• Given request: Reproduce the listing below without any change.

(Object point labels)
[START]

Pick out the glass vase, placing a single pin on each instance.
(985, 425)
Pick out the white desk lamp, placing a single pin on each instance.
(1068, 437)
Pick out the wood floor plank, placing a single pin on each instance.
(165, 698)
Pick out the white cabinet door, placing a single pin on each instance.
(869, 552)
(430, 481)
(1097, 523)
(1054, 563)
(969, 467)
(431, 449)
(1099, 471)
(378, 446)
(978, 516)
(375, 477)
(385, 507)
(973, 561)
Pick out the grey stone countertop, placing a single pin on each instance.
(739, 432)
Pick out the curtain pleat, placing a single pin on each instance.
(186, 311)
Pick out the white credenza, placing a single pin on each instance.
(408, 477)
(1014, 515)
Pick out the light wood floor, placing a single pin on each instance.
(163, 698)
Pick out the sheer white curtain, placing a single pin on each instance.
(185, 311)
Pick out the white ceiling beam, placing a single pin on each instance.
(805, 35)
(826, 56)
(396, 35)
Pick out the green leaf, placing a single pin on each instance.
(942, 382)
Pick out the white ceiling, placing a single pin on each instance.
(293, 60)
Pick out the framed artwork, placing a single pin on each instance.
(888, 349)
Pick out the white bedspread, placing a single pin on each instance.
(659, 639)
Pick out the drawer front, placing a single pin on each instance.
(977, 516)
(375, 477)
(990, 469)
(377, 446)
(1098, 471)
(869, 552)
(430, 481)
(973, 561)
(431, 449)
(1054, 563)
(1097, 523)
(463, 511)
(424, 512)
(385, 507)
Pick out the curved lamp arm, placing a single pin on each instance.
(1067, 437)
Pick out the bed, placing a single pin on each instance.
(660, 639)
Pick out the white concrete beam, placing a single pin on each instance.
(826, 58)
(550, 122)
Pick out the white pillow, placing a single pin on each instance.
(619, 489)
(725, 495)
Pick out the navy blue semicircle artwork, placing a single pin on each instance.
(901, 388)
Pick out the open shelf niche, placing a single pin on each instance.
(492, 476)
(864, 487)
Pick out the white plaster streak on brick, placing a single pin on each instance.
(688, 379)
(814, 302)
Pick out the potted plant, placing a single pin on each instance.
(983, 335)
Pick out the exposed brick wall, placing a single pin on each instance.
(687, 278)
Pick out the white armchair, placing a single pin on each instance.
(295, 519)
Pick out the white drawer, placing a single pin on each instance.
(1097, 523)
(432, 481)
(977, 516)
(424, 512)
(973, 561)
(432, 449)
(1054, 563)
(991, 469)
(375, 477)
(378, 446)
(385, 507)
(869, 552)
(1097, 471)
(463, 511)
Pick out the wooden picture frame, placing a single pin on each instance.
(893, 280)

[END]

• Exercise output:
Pick out the glass vase, placing a single pin on each instance.
(985, 425)
Pick out the white desk lamp, placing a single pin on each instance.
(1068, 437)
Pick out the wood floor plank, placing a single pin on each instance.
(165, 698)
Pick out the white cabinet door, placing a single pin on each instance.
(869, 552)
(430, 481)
(1097, 523)
(1054, 563)
(969, 467)
(431, 449)
(1099, 471)
(378, 446)
(978, 516)
(375, 477)
(385, 507)
(973, 561)
Pick out the grey stone countertop, placing a single pin on each instance.
(739, 432)
Pick out the curtain pleat, placing a single pin on each instance.
(186, 311)
Pick out the white credenza, placing a single pin on each instance.
(408, 477)
(1014, 515)
Pick out the light wood floor, placing a single pin on each instance.
(163, 698)
Pick out the sheer white curtain, placing a single pin on each instance.
(185, 311)
Pick out the white ceiling beam, placing a single pin on each instance.
(805, 35)
(826, 56)
(396, 35)
Pick out the green leaf, placing a single pin on each instance.
(942, 382)
Pick out the white ceiling, placing a single pin on each instance.
(293, 60)
Pick out the framed artwork, placing a single pin on each instance.
(888, 349)
Pick out the white bedspread, placing a single pin on each instance.
(659, 639)
Pick out the drawer front, placing a single pin on each instance.
(977, 516)
(375, 477)
(990, 469)
(377, 446)
(1098, 471)
(869, 552)
(430, 481)
(973, 561)
(431, 449)
(1054, 563)
(1097, 523)
(463, 511)
(424, 512)
(385, 507)
Pick out the curved lamp arm, placing a single pin on each instance.
(1067, 437)
Pick out the bed, placing a single pin on each instance.
(660, 639)
Pick out the white concrete beam, placing a single pin on each instance.
(826, 58)
(550, 122)
Pick out the white pillow, placing a single pin on each instance.
(619, 489)
(725, 495)
Pick out the navy blue semicircle artwork, placing a single pin on each instance.
(901, 388)
Pick out the open shelf niche, placing a single pin on each instance.
(492, 476)
(864, 487)
Pick out the white plaster streak on brick, placing a single pin on each instance.
(688, 379)
(814, 302)
Pick out the potted plant, placing a single pin on each instance.
(983, 335)
Pick out the exposed brick wall, placing a single pin on each instance.
(687, 278)
Pick out the white armchair, placing a single pin on each instance.
(295, 519)
Pick out the white drawer, placing a single pin on each instance.
(1097, 523)
(432, 481)
(977, 516)
(424, 512)
(973, 561)
(432, 449)
(1054, 563)
(991, 469)
(375, 477)
(378, 446)
(385, 507)
(869, 552)
(1097, 471)
(463, 511)
Pick out the wooden picture frame, placing a single pin on each instance.
(893, 280)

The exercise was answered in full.